- THE PROBLEM
Find the lines of the listing that contain the string "blue", and return them.

- INPUT MATERIAL
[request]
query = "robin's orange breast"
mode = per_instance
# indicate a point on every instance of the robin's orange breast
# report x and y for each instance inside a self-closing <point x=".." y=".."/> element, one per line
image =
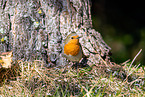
<point x="71" y="49"/>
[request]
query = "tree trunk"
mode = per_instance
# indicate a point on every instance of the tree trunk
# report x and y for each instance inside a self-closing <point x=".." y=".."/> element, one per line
<point x="35" y="30"/>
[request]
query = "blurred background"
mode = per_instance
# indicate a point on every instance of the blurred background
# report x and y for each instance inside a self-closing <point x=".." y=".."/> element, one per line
<point x="122" y="26"/>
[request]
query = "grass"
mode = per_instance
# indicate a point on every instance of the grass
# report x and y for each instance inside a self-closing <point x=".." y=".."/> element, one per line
<point x="37" y="80"/>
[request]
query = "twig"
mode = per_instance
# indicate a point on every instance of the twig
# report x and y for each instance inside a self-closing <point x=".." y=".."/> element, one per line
<point x="135" y="58"/>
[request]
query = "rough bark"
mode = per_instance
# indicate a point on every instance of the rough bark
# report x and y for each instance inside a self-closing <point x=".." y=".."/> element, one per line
<point x="35" y="30"/>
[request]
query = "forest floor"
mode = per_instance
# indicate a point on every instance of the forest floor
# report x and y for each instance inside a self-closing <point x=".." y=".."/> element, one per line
<point x="34" y="79"/>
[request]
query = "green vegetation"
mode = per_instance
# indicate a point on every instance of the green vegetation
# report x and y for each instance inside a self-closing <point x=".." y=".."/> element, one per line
<point x="95" y="81"/>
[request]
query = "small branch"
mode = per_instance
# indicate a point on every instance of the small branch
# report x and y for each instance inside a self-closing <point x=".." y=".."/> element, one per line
<point x="135" y="58"/>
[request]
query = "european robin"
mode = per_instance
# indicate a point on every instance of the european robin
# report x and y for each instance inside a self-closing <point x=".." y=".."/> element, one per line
<point x="72" y="48"/>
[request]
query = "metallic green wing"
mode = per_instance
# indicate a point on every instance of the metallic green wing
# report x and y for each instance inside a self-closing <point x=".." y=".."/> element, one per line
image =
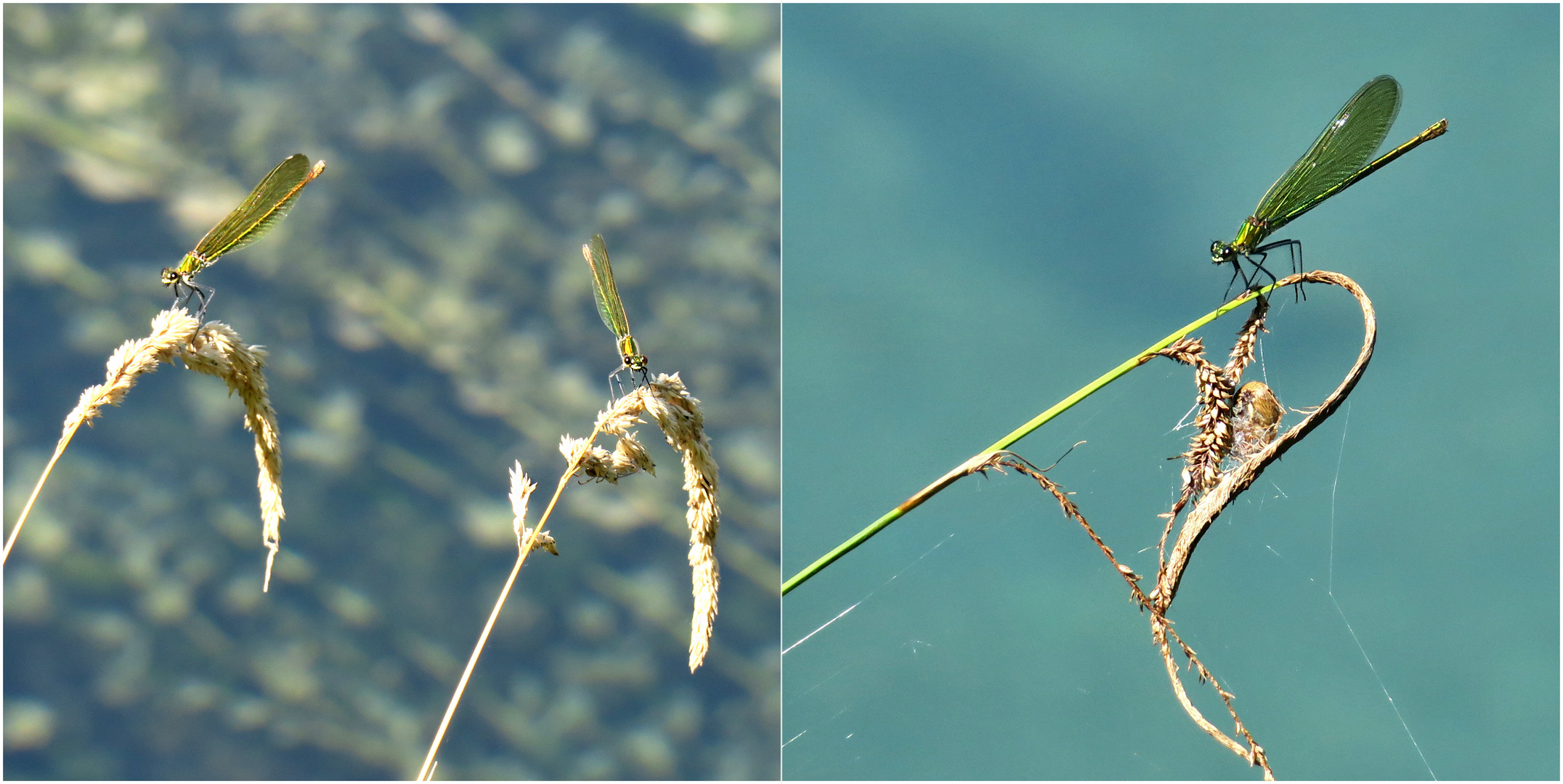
<point x="609" y="303"/>
<point x="259" y="213"/>
<point x="1339" y="153"/>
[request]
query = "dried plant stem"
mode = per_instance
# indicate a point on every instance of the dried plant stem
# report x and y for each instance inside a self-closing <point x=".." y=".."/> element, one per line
<point x="216" y="350"/>
<point x="1020" y="433"/>
<point x="679" y="416"/>
<point x="488" y="628"/>
<point x="171" y="330"/>
<point x="1241" y="477"/>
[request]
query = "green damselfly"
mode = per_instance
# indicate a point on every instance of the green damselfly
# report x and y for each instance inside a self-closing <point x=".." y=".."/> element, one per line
<point x="1332" y="164"/>
<point x="612" y="311"/>
<point x="251" y="221"/>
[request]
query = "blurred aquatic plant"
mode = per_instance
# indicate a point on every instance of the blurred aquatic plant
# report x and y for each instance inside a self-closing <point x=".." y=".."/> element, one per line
<point x="427" y="319"/>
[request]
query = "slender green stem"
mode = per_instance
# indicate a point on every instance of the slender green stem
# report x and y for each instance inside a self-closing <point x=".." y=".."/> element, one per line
<point x="1005" y="442"/>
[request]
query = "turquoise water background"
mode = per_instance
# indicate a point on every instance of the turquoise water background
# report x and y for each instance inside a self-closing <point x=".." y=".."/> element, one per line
<point x="988" y="207"/>
<point x="430" y="321"/>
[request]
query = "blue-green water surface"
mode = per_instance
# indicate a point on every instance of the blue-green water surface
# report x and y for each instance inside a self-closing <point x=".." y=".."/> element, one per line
<point x="988" y="207"/>
<point x="429" y="321"/>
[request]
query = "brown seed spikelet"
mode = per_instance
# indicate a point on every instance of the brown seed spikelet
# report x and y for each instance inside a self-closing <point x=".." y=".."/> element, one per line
<point x="219" y="352"/>
<point x="682" y="422"/>
<point x="169" y="332"/>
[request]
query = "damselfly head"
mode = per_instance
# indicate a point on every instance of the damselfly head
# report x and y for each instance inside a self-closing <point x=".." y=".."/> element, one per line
<point x="1221" y="253"/>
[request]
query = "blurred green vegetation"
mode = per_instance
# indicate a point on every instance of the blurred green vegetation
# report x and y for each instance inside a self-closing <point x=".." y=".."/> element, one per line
<point x="429" y="321"/>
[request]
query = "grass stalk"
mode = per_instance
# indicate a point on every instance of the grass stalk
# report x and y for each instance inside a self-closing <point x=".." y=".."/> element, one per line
<point x="1016" y="435"/>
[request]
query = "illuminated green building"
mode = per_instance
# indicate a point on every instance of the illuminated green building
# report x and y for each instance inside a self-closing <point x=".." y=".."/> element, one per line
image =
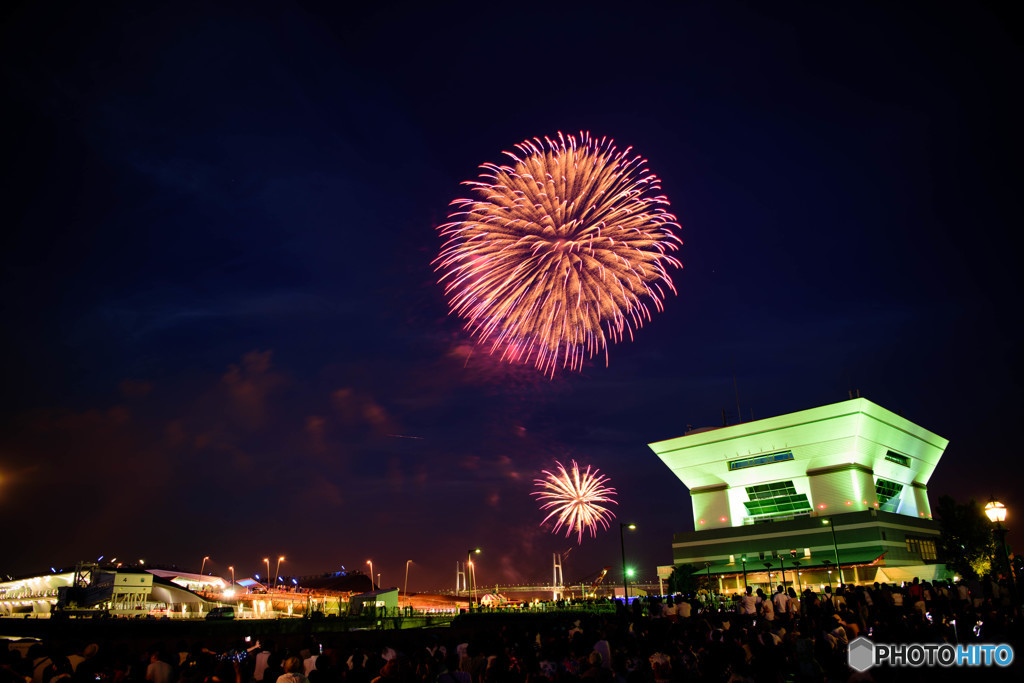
<point x="846" y="481"/>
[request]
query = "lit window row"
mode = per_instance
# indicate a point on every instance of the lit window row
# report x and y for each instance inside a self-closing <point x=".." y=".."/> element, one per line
<point x="897" y="458"/>
<point x="760" y="460"/>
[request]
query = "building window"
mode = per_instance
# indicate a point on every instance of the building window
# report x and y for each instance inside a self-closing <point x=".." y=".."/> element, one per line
<point x="923" y="547"/>
<point x="760" y="460"/>
<point x="775" y="501"/>
<point x="898" y="459"/>
<point x="888" y="494"/>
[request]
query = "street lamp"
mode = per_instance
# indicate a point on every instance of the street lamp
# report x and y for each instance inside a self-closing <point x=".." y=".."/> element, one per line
<point x="996" y="513"/>
<point x="406" y="590"/>
<point x="278" y="570"/>
<point x="839" y="566"/>
<point x="471" y="568"/>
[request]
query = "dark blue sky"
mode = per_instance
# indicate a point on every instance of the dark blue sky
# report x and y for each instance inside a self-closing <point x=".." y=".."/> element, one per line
<point x="221" y="314"/>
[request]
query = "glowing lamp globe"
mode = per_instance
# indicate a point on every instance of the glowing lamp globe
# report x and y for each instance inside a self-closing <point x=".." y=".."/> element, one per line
<point x="995" y="511"/>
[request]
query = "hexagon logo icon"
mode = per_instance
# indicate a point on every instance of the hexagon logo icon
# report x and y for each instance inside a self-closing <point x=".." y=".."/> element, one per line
<point x="861" y="654"/>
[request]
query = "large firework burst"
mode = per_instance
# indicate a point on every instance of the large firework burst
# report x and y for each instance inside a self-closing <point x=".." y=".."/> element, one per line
<point x="560" y="253"/>
<point x="574" y="500"/>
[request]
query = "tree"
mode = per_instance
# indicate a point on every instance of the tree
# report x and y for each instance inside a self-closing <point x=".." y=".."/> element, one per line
<point x="966" y="541"/>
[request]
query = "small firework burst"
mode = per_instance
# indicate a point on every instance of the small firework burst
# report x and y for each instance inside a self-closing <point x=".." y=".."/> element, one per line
<point x="576" y="500"/>
<point x="559" y="254"/>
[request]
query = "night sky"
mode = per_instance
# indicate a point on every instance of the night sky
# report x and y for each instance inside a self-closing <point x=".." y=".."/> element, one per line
<point x="222" y="330"/>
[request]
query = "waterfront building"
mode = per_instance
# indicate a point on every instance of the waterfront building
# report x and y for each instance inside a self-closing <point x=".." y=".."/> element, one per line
<point x="842" y="484"/>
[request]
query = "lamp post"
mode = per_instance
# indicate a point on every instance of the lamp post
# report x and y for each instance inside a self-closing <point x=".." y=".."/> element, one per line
<point x="471" y="568"/>
<point x="996" y="513"/>
<point x="839" y="566"/>
<point x="278" y="570"/>
<point x="622" y="545"/>
<point x="406" y="590"/>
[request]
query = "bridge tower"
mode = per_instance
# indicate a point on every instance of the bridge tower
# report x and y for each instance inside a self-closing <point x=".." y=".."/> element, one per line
<point x="557" y="581"/>
<point x="460" y="579"/>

- ANSWER SECTION
query = "blue-green water surface"
# indicate a point on every instance of the blue-green water surface
query = "dark blue sky"
# indicate a point on every instance of the dark blue sky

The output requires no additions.